▶ [What the exercise asks]: Rewrite the items below, switching "white apartment tower" to "gray office building" wherever it occurs and keeping everything else unchanged.

▶ [The records]:
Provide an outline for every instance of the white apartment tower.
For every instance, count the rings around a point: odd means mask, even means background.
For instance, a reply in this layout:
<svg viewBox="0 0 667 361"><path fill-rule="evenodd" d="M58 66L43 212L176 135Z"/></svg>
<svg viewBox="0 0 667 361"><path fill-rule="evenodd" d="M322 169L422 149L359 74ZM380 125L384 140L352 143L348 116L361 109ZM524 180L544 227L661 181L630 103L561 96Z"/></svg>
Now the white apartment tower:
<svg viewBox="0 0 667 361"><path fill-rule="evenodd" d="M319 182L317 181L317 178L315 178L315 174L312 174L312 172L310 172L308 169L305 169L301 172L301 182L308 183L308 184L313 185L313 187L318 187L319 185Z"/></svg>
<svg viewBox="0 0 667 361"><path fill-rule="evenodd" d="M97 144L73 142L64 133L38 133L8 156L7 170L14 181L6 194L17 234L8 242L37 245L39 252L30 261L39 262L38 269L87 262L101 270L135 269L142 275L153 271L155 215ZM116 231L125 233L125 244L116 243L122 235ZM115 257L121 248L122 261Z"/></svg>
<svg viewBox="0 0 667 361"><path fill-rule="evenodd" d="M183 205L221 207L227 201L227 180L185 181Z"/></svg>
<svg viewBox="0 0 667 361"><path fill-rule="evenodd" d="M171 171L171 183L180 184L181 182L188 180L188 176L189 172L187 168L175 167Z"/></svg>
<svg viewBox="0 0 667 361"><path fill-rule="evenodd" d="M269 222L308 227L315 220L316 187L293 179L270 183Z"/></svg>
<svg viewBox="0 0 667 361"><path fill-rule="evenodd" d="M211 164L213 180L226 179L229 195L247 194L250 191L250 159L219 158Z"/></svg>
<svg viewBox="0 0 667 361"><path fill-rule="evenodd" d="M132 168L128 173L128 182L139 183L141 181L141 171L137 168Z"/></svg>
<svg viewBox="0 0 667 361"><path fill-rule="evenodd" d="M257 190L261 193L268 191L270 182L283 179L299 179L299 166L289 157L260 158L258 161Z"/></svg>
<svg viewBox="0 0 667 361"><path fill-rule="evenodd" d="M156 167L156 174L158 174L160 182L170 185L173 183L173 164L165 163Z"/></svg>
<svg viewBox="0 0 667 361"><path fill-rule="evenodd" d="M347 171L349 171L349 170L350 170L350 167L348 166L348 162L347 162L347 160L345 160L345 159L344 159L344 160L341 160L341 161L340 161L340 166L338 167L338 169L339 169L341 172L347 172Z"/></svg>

▶ [Response to the task]:
Provide an outline for every instance of the gray office building.
For every instance, count the rings around a point: odd means mask, even means background.
For instance, a reply in this layout:
<svg viewBox="0 0 667 361"><path fill-rule="evenodd" d="M58 66L43 212L176 135Z"/></svg>
<svg viewBox="0 0 667 361"><path fill-rule="evenodd" d="M322 169L422 149L359 74ZM380 125L384 140L352 143L348 116L361 109ZM524 180L544 227L661 181L630 103L561 96Z"/></svg>
Now the gray office building:
<svg viewBox="0 0 667 361"><path fill-rule="evenodd" d="M319 182L317 181L317 178L315 178L315 174L312 174L312 172L310 172L308 169L305 169L301 172L301 182L308 183L308 184L313 185L313 187L318 187L319 185Z"/></svg>
<svg viewBox="0 0 667 361"><path fill-rule="evenodd" d="M97 144L73 142L64 133L38 133L8 156L7 170L14 181L6 194L17 234L8 242L37 245L39 252L30 261L39 262L38 269L87 262L101 270L135 269L142 275L153 271L155 215ZM116 231L125 233L125 244L116 243L122 235ZM115 257L121 248L122 261Z"/></svg>
<svg viewBox="0 0 667 361"><path fill-rule="evenodd" d="M183 205L221 207L227 201L227 180L185 181Z"/></svg>
<svg viewBox="0 0 667 361"><path fill-rule="evenodd" d="M171 171L171 183L180 184L181 182L188 180L188 176L189 172L187 168L175 167Z"/></svg>
<svg viewBox="0 0 667 361"><path fill-rule="evenodd" d="M269 222L308 227L315 220L316 187L293 179L270 183Z"/></svg>
<svg viewBox="0 0 667 361"><path fill-rule="evenodd" d="M211 164L213 180L226 179L229 195L247 194L250 191L250 159L219 158Z"/></svg>
<svg viewBox="0 0 667 361"><path fill-rule="evenodd" d="M132 168L128 173L128 182L139 183L141 181L141 171L137 168Z"/></svg>
<svg viewBox="0 0 667 361"><path fill-rule="evenodd" d="M257 190L261 193L268 191L270 182L283 179L299 179L299 166L289 157L260 158L258 161Z"/></svg>
<svg viewBox="0 0 667 361"><path fill-rule="evenodd" d="M156 167L156 174L158 174L160 182L170 185L173 183L173 164L165 163Z"/></svg>
<svg viewBox="0 0 667 361"><path fill-rule="evenodd" d="M347 171L349 171L349 170L350 170L350 167L348 166L348 162L347 162L347 160L345 160L345 159L344 159L344 160L341 160L341 161L340 161L340 166L338 167L338 169L339 169L341 172L347 172Z"/></svg>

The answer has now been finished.